Кстати, у меня была русская няня из эмигрантов, дочка какого-то высокого офицера. Многие из тех, кто бежал из России, осели в Вильно, потому что там можно было говорить свободно по-русски, город был многоязычный. Мать рассказывала, что няня в какой-то момент заявила, что уходит от нас. Мама всполошилась, потому что это была прекрасная няня, трудно было такую найти. Спросила: “Почему, что произошло? Вам недостаточно плотят?” И та сказала: “Я не могу оставаться, потому что панич меня ударил”. На что мама кинулась на меня:
– Ты что, ударил няню?
Я ответил:
– Ты сама сказала, что, если тебя атакуют, нужно отбиваться.
– Ты что, хочешь сказать, что няня тебя ударила?
– Нет, но она гневалась на меня, и это выглядело, как будто бы она может меня ударить.
Мои родители, повторюсь, были нерелигиозны, но либеральны. И либеральны также по отношению к религии. Поэтому они решили, что я должен знать еврейскую религию как полагается. И передоверили меня моему верующему деду. Дед меня забирал в синагогу. Он мне объяснил, что такое еврейскость, что такое еврейская религия. А еще он часто мне рассказывал отрывки истории русской, которую он изучал, по-видимому, в школе, и отрывки истории еврейской. Рассказывал так, как будто это сказки. Я спустя годы вдруг сообразил, что это не сказки, а история, легенды исторические. А первая книга, которую я сам прочел, была тоже связана с историей – биография Наполеона Бонапарта. Мама как раз тогда готовилась к экзаменам на звание магистра Виленского университета. Она с коллегами сидела за рабочим столом, а я лежал на полу, на коврах, и, чтоб меня занять чем-то, она мне дала ту книгу.

§ Предоставленные записи
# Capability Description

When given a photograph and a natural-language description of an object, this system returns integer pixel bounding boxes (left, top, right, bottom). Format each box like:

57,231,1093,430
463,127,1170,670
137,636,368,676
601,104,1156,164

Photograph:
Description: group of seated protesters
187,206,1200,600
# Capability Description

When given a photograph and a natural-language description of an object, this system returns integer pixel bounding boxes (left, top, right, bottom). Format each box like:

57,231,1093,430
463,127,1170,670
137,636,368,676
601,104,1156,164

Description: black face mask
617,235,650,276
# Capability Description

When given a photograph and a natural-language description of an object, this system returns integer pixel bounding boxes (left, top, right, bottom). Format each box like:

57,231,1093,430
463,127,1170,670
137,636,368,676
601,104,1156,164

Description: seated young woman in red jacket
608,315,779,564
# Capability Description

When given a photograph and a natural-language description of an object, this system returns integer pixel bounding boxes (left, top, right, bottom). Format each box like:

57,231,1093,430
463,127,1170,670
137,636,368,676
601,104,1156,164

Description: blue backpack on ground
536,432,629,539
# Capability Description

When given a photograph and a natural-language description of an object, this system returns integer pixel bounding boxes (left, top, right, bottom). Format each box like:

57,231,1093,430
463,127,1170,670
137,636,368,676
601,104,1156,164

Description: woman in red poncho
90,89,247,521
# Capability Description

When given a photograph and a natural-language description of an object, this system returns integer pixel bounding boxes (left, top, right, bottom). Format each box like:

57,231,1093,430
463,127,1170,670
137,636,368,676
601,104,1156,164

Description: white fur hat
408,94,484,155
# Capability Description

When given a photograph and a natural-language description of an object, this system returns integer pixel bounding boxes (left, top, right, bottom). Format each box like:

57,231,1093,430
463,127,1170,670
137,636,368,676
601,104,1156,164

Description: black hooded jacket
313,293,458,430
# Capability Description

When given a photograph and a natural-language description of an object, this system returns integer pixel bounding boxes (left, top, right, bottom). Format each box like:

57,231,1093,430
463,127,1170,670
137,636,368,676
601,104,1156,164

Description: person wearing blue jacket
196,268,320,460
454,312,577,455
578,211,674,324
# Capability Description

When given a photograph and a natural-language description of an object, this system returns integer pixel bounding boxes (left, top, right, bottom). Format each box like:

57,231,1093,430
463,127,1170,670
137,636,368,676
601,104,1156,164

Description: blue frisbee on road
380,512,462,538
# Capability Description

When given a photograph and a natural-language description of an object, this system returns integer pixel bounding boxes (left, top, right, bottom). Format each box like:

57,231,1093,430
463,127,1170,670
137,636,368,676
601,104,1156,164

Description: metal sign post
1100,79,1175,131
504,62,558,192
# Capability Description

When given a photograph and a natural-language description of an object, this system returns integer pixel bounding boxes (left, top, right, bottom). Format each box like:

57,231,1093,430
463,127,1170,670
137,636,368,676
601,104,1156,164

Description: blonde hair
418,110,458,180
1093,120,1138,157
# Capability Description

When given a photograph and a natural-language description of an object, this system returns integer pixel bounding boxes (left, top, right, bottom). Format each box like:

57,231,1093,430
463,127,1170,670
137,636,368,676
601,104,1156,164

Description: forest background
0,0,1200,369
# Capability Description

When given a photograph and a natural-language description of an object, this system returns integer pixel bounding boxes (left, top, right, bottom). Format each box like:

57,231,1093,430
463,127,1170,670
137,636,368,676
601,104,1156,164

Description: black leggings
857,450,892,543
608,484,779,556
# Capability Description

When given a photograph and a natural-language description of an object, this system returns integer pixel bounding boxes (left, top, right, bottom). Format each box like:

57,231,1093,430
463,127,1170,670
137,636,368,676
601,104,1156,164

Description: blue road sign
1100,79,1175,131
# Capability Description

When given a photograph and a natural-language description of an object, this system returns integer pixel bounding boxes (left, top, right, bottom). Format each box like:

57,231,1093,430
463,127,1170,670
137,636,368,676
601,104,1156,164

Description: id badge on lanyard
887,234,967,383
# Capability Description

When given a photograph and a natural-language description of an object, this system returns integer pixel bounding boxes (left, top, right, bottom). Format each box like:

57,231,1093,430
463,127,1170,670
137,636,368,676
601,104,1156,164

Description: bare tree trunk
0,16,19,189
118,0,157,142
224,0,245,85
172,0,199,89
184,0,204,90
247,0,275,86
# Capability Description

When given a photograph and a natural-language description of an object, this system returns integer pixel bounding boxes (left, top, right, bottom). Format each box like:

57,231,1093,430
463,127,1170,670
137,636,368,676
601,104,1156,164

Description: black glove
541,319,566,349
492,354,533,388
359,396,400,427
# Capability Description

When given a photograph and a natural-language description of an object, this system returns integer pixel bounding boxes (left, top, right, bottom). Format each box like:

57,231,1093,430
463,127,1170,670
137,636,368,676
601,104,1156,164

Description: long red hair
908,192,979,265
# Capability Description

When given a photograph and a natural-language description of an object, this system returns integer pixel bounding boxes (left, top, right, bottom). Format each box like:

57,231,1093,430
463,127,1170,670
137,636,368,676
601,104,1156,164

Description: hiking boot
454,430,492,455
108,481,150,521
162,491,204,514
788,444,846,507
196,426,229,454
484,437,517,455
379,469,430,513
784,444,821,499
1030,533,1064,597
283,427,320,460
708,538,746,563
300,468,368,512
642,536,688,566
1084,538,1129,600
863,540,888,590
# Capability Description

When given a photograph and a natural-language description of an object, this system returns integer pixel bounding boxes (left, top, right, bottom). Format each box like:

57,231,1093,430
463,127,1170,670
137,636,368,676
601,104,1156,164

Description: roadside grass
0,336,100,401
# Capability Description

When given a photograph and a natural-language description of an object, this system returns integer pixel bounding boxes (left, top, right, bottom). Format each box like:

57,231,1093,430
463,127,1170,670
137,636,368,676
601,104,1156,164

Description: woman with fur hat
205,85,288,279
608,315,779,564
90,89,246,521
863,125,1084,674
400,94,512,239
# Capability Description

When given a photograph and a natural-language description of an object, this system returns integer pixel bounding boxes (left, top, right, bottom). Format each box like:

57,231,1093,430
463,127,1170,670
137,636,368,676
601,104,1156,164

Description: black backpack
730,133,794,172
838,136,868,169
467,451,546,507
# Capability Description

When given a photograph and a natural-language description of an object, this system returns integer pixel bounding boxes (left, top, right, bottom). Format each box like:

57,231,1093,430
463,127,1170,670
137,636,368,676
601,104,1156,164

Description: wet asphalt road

§ Цель задания
Обнови отрывок текста для чтения от слов «Кстати, у меня» до слов «может меня ударить.» включительно, заменив «панич» на «барчук».

§ Письменный ответ
Кстати, у меня была русская няня из эмигрантов, дочка какого-то высокого офицера. Многие из тех, кто бежал из России, осели в Вильно, потому что там можно было говорить свободно по-русски, город был многоязычный. Мать рассказывала, что няня в какой-то момент заявила, что уходит от нас. Мама всполошилась, потому что это была прекрасная няня, трудно было такую найти. Спросила: “Почему, что произошло? Вам недостаточно плотят?” И та сказала: “Я не могу оставаться, потому что барчук меня ударил”. На что мама кинулась на меня:
– Ты что, ударил няню?
Я ответил:
– Ты сама сказала, что, если тебя атакуют, нужно отбиваться.
– Ты что, хочешь сказать, что няня тебя ударила?
– Нет, но она гневалась на меня, и это выглядело, как будто бы она может меня ударить.